▶ **AVAILABLE RECORDS**:

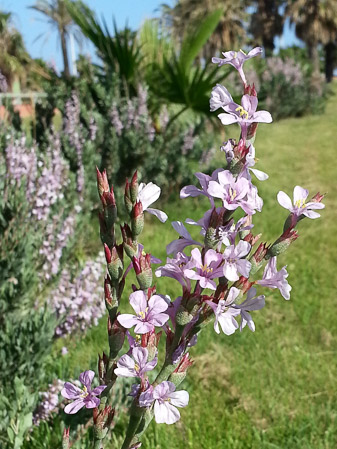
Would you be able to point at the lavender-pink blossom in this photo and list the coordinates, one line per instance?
(136, 366)
(148, 313)
(85, 397)
(165, 399)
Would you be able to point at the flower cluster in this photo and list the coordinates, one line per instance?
(219, 277)
(78, 302)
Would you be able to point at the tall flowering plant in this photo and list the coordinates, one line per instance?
(218, 278)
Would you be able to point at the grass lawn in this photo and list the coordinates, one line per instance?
(275, 388)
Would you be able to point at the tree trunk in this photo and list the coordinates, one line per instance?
(330, 60)
(314, 57)
(268, 45)
(65, 54)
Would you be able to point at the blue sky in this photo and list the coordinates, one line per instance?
(31, 24)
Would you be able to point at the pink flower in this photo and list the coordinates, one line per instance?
(165, 399)
(148, 194)
(300, 207)
(237, 59)
(185, 239)
(234, 262)
(251, 303)
(149, 313)
(276, 279)
(225, 314)
(85, 397)
(136, 366)
(244, 114)
(206, 271)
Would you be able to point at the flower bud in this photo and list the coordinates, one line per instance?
(115, 262)
(137, 219)
(143, 270)
(107, 236)
(110, 295)
(183, 316)
(317, 198)
(251, 133)
(130, 246)
(102, 421)
(134, 187)
(116, 333)
(102, 182)
(282, 243)
(102, 367)
(243, 284)
(180, 372)
(65, 438)
(127, 198)
(150, 341)
(257, 258)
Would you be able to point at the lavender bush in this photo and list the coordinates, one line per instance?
(220, 279)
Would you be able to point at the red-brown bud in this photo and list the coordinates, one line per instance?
(134, 187)
(243, 284)
(137, 219)
(65, 438)
(130, 246)
(102, 181)
(282, 243)
(107, 253)
(116, 334)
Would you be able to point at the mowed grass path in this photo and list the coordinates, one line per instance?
(275, 388)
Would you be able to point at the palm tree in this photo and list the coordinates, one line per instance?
(316, 22)
(14, 59)
(230, 31)
(266, 23)
(58, 17)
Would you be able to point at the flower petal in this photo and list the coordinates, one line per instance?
(284, 200)
(71, 391)
(179, 398)
(158, 213)
(74, 407)
(86, 378)
(138, 301)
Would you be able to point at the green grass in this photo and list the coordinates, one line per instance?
(275, 388)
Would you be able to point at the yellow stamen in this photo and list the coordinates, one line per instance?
(142, 315)
(207, 269)
(84, 392)
(232, 193)
(300, 203)
(242, 111)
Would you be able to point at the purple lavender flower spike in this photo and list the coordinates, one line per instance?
(85, 397)
(234, 264)
(244, 114)
(148, 194)
(232, 191)
(220, 97)
(204, 181)
(276, 279)
(206, 271)
(225, 314)
(165, 399)
(149, 313)
(251, 303)
(185, 239)
(136, 366)
(237, 59)
(300, 207)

▶ **EXERCISE REQUIREMENTS**: Could you render every line of the items above as a Markdown table with the columns No. and Line, numbering the rows, skipping blank lines, and leaving the pictures out?

▶ **EXERCISE RESULT**:
| No. | Line |
|---|---|
| 1 | Would you be able to point at the lavender-pink blossom in this photo and list the coordinates, one line per instance? |
| 2 | (136, 366) |
| 3 | (148, 313) |
| 4 | (85, 397) |
| 5 | (165, 399) |
| 6 | Would you be able to point at the flower cluster in this photo and list the coordinates, one line per instance? |
| 7 | (219, 277) |
| 8 | (78, 302) |
| 9 | Would you be able to point at the tall flowering plant in this photo and list the coordinates, one line per instance? |
| 10 | (218, 278) |
| 11 | Would you be able to point at the grass lawn in this photo and list the coordinates, one line per instance? |
| 12 | (275, 388) |
| 13 | Would you be able to point at the tree trunk in this photo and list the coordinates, one line per instance? |
| 14 | (330, 60) |
| 15 | (314, 57) |
| 16 | (268, 45) |
| 17 | (65, 54) |
| 18 | Would you be able to point at the blue sky in this photo and list the coordinates, one line per instance? |
| 19 | (31, 24) |
| 20 | Would you be able to point at the pink flower in this photo and list the coordinates, one line per instance? |
| 21 | (165, 399) |
| 22 | (148, 194) |
| 23 | (300, 207) |
| 24 | (237, 59) |
| 25 | (185, 239) |
| 26 | (234, 262) |
| 27 | (251, 303) |
| 28 | (149, 313) |
| 29 | (276, 279) |
| 30 | (225, 314) |
| 31 | (85, 397) |
| 32 | (136, 366) |
| 33 | (244, 114) |
| 34 | (206, 271) |
| 35 | Would you be able to point at the flower bud in this photo and list the coordinates, one line per instance? |
| 36 | (115, 262) |
| 37 | (137, 219) |
| 38 | (143, 270) |
| 39 | (107, 236) |
| 40 | (110, 295) |
| 41 | (183, 316) |
| 42 | (317, 198) |
| 43 | (251, 133) |
| 44 | (130, 246) |
| 45 | (102, 421) |
| 46 | (134, 187) |
| 47 | (116, 333) |
| 48 | (102, 182) |
| 49 | (282, 243) |
| 50 | (102, 367) |
| 51 | (243, 284) |
| 52 | (180, 372) |
| 53 | (65, 438) |
| 54 | (127, 198) |
| 55 | (150, 341) |
| 56 | (257, 258) |
| 57 | Would you be able to point at the lavender bush in this photo and list the coordinates, one line per instance? |
| 58 | (220, 279) |
| 59 | Would you be able to point at the red-brown bud in this photo and list the coordinates, one line per instance? |
| 60 | (134, 187) |
| 61 | (243, 284) |
| 62 | (137, 219) |
| 63 | (65, 438) |
| 64 | (130, 246) |
| 65 | (102, 181) |
| 66 | (282, 243) |
| 67 | (107, 253) |
| 68 | (116, 334) |
| 69 | Would you be able to point at the mowed grass path in this photo and list the coordinates, one line per instance? |
| 70 | (275, 388) |
| 71 | Would you be able to point at the palm tree in this photo and list the coordinates, one line per instance? |
| 72 | (316, 22) |
| 73 | (14, 59) |
| 74 | (230, 31) |
| 75 | (266, 23) |
| 76 | (58, 17) |
| 77 | Would you be able to point at the flower petal in this photo and list the coordinates, one line per instance? |
| 78 | (284, 200) |
| 79 | (71, 391) |
| 80 | (179, 398) |
| 81 | (158, 213) |
| 82 | (74, 407) |
| 83 | (86, 378) |
| 84 | (138, 301) |
| 85 | Would you be able to point at the green grass in this photo and list the coordinates, one line per instance? |
| 86 | (275, 388) |
| 87 | Would you be able to point at the yellow stamen in this photo and list the coordinates, one line per instance? |
| 88 | (142, 315) |
| 89 | (207, 269) |
| 90 | (84, 392) |
| 91 | (232, 193) |
| 92 | (300, 203) |
| 93 | (242, 111) |
| 94 | Would you be able to point at the purple lavender flower spike in this photo and list the coordinates, one line per instance? |
| 95 | (85, 397) |
| 96 | (234, 264) |
| 97 | (244, 114) |
| 98 | (148, 194) |
| 99 | (232, 191) |
| 100 | (220, 97) |
| 101 | (204, 181) |
| 102 | (276, 279) |
| 103 | (206, 271) |
| 104 | (225, 314) |
| 105 | (165, 399) |
| 106 | (149, 313) |
| 107 | (251, 303) |
| 108 | (185, 239) |
| 109 | (136, 366) |
| 110 | (237, 59) |
| 111 | (300, 207) |